WORK INSTRUCTIONS: The data below is to be transcribed word for word; pictures are to be excluded.

GIVEN ENTRIES:
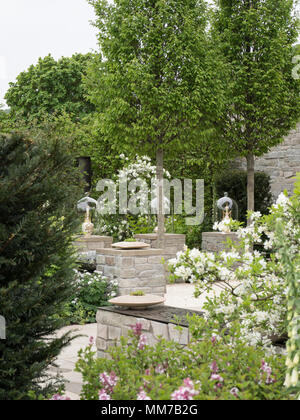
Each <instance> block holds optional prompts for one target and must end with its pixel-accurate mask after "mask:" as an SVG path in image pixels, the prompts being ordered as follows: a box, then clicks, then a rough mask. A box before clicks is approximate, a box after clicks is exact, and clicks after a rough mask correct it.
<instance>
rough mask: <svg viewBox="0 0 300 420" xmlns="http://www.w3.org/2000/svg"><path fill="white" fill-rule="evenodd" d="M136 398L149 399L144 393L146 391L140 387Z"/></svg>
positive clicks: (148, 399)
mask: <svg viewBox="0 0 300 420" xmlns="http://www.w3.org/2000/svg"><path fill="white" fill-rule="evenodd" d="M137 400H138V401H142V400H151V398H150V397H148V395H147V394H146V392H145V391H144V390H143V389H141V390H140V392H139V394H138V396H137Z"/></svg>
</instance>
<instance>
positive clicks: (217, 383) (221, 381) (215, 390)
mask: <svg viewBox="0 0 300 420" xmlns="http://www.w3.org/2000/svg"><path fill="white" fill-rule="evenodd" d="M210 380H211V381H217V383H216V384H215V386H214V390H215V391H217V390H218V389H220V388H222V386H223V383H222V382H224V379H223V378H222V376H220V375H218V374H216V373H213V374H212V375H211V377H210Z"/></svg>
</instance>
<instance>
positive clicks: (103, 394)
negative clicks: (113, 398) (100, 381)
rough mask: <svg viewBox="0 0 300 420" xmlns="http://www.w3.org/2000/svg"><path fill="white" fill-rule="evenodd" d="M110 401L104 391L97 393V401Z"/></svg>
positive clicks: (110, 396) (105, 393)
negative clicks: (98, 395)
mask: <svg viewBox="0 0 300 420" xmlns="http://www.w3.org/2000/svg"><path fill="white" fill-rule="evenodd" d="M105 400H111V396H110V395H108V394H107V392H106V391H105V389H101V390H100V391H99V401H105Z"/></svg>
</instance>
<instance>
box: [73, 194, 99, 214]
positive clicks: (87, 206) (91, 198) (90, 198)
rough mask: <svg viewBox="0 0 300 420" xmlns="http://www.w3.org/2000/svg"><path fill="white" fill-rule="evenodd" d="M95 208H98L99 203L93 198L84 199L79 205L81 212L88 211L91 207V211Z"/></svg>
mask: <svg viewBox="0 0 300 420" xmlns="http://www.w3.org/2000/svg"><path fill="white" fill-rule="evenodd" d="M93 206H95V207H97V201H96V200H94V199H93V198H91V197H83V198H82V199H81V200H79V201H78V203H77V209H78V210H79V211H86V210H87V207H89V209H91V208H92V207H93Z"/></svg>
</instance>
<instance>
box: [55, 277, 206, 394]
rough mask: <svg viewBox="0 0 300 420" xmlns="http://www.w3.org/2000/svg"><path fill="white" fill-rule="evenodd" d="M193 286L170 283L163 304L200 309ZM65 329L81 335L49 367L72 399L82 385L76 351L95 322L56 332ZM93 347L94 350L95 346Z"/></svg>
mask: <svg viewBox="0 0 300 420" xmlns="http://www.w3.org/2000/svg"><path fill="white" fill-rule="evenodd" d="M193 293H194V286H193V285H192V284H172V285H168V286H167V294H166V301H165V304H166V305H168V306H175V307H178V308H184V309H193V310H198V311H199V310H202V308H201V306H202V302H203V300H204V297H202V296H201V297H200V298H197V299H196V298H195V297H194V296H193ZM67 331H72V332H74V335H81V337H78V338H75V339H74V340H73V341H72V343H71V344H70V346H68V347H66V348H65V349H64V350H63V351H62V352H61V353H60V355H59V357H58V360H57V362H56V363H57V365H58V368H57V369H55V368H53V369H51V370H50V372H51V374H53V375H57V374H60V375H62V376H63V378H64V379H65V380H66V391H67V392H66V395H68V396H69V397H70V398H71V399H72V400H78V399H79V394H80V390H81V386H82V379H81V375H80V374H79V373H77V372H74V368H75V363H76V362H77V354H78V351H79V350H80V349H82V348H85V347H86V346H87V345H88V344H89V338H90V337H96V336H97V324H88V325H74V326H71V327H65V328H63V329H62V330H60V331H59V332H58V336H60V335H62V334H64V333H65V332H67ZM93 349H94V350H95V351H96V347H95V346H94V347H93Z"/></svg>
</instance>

SOLUTION FOR THIS TASK:
Each <instance> block holds optional prompts for one target and must end with its pixel-accurate mask after "mask:" as an SVG path in image pixels, the prompts being ordered as follows: a box, then clicks, then a rough mask. A box before clicks is approximate, a box after clicks is exact, and clicks after a rough mask correct it.
<instance>
rough mask: <svg viewBox="0 0 300 420" xmlns="http://www.w3.org/2000/svg"><path fill="white" fill-rule="evenodd" d="M136 398L149 399L144 393L146 391L140 387Z"/></svg>
positive clicks: (148, 399)
mask: <svg viewBox="0 0 300 420" xmlns="http://www.w3.org/2000/svg"><path fill="white" fill-rule="evenodd" d="M137 400H138V401H142V400H151V398H150V397H148V395H147V394H146V392H145V391H144V390H143V389H141V390H140V392H139V394H138V396H137Z"/></svg>
</instance>
<instance>
positive clicks: (217, 383) (221, 381) (215, 390)
mask: <svg viewBox="0 0 300 420" xmlns="http://www.w3.org/2000/svg"><path fill="white" fill-rule="evenodd" d="M210 380H211V381H217V383H216V384H215V386H214V390H215V391H217V390H218V389H220V388H222V386H223V383H222V382H224V379H223V378H222V376H220V375H218V374H216V373H213V374H212V375H211V377H210Z"/></svg>
</instance>
<instance>
positive clicks: (103, 394)
negative clicks: (113, 398) (100, 381)
rough mask: <svg viewBox="0 0 300 420" xmlns="http://www.w3.org/2000/svg"><path fill="white" fill-rule="evenodd" d="M110 401L104 391L97 393V401Z"/></svg>
positive clicks: (110, 396) (105, 393)
negative clicks: (98, 395)
mask: <svg viewBox="0 0 300 420" xmlns="http://www.w3.org/2000/svg"><path fill="white" fill-rule="evenodd" d="M105 400H111V396H110V395H108V394H107V392H106V391H105V389H101V390H100V391H99V401H105Z"/></svg>
</instance>
<instance>
box: [73, 194, 99, 214]
positive clicks: (87, 206) (91, 198) (90, 198)
rough mask: <svg viewBox="0 0 300 420" xmlns="http://www.w3.org/2000/svg"><path fill="white" fill-rule="evenodd" d="M95 208H98L99 203L93 198L84 199L79 205L81 212L88 211L91 207V211Z"/></svg>
mask: <svg viewBox="0 0 300 420" xmlns="http://www.w3.org/2000/svg"><path fill="white" fill-rule="evenodd" d="M93 206H95V207H97V201H96V200H94V199H93V198H91V197H83V198H82V199H81V200H79V201H78V203H77V209H78V210H79V211H86V210H87V207H89V209H91V208H92V207H93Z"/></svg>
</instance>
<instance>
box: [55, 277, 206, 394]
rough mask: <svg viewBox="0 0 300 420" xmlns="http://www.w3.org/2000/svg"><path fill="white" fill-rule="evenodd" d="M193 286L170 283L163 304L200 309ZM65 329L81 335L49 367L72 399L82 385L76 351L95 322L56 332ZM93 347L94 350L95 346Z"/></svg>
mask: <svg viewBox="0 0 300 420" xmlns="http://www.w3.org/2000/svg"><path fill="white" fill-rule="evenodd" d="M193 293H194V286H193V285H192V284H172V285H168V286H167V294H166V301H165V304H166V305H168V306H175V307H178V308H184V309H193V310H198V311H199V310H202V308H201V306H202V302H203V300H204V297H202V296H201V297H200V298H197V299H196V298H195V297H194V296H193ZM67 331H72V332H74V335H81V337H78V338H75V339H74V340H73V341H72V343H71V344H70V346H68V347H66V348H65V349H64V350H63V351H62V352H61V353H60V355H59V357H58V360H57V362H56V363H57V365H58V368H57V369H55V368H53V369H51V370H50V372H51V374H53V375H57V374H60V375H62V376H63V378H64V379H65V380H66V391H67V392H66V395H68V396H69V397H70V398H71V399H72V400H78V399H79V394H80V390H81V386H82V379H81V375H80V374H79V373H77V372H74V368H75V363H76V362H77V354H78V351H79V350H80V349H82V348H85V347H86V346H87V345H88V344H89V338H90V337H96V336H97V324H88V325H74V326H71V327H65V328H63V329H62V330H60V331H59V332H58V336H60V335H62V334H64V333H65V332H67ZM93 349H94V350H95V351H96V347H95V346H94V347H93Z"/></svg>
</instance>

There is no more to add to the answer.